Sterling Energy can now expand its gas and water distribution services with a digital document management system that gives them real-time insight into business transactions.

Sterling Energy works underground, providing natural gas and water services in northern Colorado. But one of the defining characteristics of the company is above ground: a tree symbolizing the company's organizational chart through which purchases and other transactions must be approved.

For years, passing important paperwork along the approval tree proved almost as hard as digging through Colorado's diverse terrain. Thirteen Sterling Energy employees are on the tree, but what makes the records management process tricky is that the sequence of approvals depends on the type of transaction.

Some documents have to move from the director of operations to an executive vice president; others must go directly to a vice president and then to other top executives. If an invoice takes a wrong turn along the way, it has to stop and go back to the beginning, regardless of how many people reviewed it.

• **Dataset excerpt**
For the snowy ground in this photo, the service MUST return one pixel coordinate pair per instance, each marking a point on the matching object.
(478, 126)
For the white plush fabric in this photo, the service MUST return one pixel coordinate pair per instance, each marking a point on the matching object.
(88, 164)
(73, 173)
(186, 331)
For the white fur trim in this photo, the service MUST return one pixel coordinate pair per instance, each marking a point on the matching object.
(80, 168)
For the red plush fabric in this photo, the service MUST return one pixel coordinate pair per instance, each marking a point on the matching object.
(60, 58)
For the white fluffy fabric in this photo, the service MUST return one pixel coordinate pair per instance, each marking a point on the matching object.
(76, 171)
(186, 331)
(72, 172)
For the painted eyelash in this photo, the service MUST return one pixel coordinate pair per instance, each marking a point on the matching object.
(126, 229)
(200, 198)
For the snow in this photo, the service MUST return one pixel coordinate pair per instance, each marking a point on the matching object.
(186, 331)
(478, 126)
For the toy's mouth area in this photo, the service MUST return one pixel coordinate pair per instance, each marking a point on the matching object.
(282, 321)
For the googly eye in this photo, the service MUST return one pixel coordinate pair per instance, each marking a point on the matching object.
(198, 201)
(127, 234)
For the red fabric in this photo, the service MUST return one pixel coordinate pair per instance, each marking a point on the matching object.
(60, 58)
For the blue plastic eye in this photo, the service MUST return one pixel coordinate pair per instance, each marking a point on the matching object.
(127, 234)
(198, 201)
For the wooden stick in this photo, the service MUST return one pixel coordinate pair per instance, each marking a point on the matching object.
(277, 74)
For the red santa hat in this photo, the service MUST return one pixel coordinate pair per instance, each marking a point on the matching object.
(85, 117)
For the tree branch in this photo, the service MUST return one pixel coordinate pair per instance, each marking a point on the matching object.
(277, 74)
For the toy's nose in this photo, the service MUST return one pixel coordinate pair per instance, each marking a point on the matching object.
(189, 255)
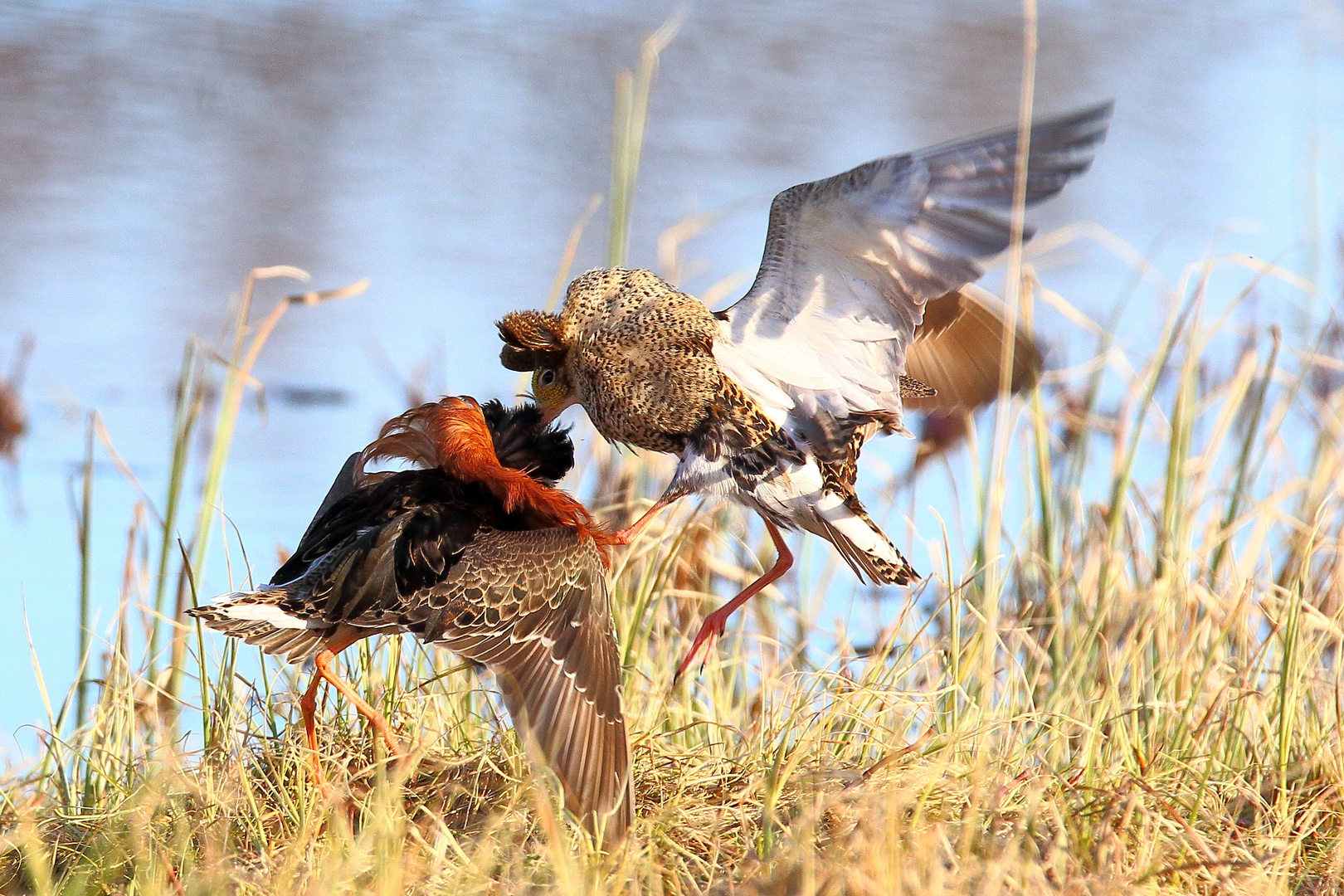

• **WRITTEN TASKS**
1 – According to the Sterling Energy text, why is the company's records management process tricky?
2 – In the Sterling Energy text, how many employees are on the company's approval tree?

• **TASK RESPONSES**
1 – The process is tricky because the sequence of approvals depends on the type of transaction. Some documents go from the director of operations to an executive vice president, while others go directly to a vice president and then to other top executives. If an invoice takes a wrong turn, it has to go back to the beginning, no matter how many people have already reviewed it.

2 – Thirteen employees are on the approval tree.